Exercise inputs
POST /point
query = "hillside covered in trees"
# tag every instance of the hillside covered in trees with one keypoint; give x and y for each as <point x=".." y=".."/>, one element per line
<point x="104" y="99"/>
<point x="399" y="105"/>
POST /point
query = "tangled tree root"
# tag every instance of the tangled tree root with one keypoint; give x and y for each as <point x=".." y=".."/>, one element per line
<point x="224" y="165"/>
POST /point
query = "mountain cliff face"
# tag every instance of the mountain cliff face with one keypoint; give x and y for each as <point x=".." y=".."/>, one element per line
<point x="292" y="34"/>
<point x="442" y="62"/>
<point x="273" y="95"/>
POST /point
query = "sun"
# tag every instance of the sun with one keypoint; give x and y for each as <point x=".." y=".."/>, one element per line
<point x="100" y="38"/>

Work instructions
An exact copy of every line above is what this asks for.

Solved exercise
POST /point
query = "hillside covered in trees"
# tag every instance of the hillside covered in trees with one keypoint; give x and y for each as <point x=".." y=".."/>, one element per line
<point x="104" y="99"/>
<point x="399" y="105"/>
POST /point
query = "tangled tree root"
# tag every instance of the tangled tree root with one keypoint; give x and y for each as <point x=".." y=".."/>, one element per line
<point x="224" y="165"/>
POST /point
query = "mountain cliff face"
# tag every instance of the mountain cliff face with one keypoint; give x and y for each as <point x=".." y=".."/>, one element per line
<point x="292" y="34"/>
<point x="442" y="62"/>
<point x="273" y="95"/>
POST /point
query = "sun"
# tag every instance of the sun with one keypoint; give x and y for each as <point x=".." y=".."/>, one element per line
<point x="100" y="38"/>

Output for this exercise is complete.